Einträge aus einer Datenquelle
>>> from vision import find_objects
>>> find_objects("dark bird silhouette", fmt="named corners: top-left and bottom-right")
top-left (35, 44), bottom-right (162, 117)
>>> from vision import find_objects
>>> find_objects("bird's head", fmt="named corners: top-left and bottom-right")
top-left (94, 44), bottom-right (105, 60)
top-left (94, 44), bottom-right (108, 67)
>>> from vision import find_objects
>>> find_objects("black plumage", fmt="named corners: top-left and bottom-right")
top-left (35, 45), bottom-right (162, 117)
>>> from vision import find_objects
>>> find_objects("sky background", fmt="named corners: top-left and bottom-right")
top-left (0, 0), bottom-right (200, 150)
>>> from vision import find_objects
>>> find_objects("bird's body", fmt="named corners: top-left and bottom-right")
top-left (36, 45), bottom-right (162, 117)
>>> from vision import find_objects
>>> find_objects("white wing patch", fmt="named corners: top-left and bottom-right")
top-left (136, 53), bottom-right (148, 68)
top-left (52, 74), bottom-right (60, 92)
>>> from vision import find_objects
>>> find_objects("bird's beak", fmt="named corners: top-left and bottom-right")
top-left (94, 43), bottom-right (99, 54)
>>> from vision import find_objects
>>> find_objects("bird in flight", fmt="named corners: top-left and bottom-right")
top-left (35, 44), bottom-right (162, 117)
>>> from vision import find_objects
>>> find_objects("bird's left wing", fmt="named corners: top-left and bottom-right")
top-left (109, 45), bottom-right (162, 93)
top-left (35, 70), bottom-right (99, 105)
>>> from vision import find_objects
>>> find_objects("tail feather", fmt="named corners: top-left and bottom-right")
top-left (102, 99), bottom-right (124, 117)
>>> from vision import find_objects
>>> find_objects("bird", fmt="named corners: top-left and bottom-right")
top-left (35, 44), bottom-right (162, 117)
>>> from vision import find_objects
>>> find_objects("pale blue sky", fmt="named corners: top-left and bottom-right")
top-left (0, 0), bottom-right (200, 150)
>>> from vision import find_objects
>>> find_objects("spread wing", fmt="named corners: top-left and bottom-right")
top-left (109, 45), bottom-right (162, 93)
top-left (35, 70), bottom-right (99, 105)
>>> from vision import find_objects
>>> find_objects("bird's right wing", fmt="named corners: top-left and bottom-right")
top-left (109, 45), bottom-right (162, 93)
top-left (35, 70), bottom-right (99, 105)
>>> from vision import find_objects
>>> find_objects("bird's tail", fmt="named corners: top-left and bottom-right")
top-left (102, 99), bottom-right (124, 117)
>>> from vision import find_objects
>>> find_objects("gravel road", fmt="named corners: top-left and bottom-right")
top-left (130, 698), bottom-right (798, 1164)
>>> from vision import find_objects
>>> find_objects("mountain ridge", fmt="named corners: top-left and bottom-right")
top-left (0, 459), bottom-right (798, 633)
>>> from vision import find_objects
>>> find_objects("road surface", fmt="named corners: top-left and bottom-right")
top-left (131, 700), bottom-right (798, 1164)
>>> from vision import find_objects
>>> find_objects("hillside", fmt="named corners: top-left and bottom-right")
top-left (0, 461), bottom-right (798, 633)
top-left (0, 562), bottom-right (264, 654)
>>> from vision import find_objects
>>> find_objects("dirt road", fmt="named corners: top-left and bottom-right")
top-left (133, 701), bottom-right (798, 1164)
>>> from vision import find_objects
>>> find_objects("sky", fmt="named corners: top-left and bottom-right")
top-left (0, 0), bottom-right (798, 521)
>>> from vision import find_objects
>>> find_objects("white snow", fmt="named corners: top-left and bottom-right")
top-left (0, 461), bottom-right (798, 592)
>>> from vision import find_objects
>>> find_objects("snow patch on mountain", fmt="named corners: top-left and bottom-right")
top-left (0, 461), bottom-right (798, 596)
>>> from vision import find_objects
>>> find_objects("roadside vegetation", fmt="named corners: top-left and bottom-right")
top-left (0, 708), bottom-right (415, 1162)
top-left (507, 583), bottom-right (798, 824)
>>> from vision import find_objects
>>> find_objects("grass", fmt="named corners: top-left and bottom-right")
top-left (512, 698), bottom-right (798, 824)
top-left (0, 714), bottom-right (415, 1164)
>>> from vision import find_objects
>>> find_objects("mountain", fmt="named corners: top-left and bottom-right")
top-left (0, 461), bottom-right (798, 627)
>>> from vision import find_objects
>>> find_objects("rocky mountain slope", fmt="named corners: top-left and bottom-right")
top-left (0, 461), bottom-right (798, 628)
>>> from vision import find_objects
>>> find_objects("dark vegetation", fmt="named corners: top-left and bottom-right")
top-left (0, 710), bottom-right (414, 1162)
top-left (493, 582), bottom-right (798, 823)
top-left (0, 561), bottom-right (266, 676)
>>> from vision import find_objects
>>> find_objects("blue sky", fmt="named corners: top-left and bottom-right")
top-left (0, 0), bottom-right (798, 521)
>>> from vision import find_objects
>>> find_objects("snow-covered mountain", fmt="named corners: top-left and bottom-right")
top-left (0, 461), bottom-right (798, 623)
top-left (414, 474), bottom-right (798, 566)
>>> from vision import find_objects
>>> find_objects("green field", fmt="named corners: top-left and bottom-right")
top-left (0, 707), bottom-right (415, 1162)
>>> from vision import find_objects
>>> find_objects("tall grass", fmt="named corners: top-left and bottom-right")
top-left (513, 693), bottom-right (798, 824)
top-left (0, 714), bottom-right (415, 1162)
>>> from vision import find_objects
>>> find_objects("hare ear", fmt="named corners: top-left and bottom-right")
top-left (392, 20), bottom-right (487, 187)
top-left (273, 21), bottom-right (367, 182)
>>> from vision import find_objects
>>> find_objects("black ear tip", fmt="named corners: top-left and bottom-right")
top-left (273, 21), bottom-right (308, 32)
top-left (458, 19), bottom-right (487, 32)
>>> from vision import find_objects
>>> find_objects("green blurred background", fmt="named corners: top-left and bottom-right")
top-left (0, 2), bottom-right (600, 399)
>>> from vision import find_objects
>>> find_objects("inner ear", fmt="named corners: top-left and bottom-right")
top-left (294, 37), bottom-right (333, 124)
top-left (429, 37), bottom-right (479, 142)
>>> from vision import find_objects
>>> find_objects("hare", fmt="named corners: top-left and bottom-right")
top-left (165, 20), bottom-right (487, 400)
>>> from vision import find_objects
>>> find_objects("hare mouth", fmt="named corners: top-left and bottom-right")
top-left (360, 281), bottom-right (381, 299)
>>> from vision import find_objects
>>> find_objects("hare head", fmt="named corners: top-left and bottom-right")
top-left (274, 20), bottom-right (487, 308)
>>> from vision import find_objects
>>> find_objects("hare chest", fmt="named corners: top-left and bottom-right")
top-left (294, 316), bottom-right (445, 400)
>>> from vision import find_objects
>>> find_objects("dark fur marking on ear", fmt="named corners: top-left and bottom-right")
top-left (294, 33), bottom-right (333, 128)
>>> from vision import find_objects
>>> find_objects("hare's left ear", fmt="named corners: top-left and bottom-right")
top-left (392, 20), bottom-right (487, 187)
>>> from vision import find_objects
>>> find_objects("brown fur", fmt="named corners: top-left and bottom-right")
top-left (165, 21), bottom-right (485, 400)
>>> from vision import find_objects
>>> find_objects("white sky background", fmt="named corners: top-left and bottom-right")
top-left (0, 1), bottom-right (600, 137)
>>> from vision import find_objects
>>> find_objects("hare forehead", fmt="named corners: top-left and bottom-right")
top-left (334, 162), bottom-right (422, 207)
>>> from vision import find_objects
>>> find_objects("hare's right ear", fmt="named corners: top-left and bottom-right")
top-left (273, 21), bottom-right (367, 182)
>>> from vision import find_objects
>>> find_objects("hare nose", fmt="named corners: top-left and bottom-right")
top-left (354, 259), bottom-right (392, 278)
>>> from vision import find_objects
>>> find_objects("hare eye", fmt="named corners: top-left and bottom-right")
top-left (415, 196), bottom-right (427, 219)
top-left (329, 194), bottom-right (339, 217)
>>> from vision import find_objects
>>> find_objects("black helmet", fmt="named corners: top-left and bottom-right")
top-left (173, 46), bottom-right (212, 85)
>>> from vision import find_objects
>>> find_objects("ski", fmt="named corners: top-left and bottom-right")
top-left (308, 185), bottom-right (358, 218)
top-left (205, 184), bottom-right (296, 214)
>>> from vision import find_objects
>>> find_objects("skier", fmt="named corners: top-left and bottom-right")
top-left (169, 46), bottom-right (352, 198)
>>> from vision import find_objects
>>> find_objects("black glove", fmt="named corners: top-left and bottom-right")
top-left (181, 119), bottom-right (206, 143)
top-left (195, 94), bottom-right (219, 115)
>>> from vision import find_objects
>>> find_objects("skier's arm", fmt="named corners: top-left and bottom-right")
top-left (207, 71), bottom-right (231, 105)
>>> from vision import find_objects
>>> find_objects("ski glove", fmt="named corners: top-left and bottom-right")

**Aufgabe**.
Suche aus der Auflistung oben jede Zeile heraus, die die Zeichenfolge "grass" enthält, und gib diese Zeilen unverändert wieder.

**Ausgabe**.
>>> find_objects("grass", fmt="named corners: top-left and bottom-right")
>>> find_objects("tall grass", fmt="named corners: top-left and bottom-right")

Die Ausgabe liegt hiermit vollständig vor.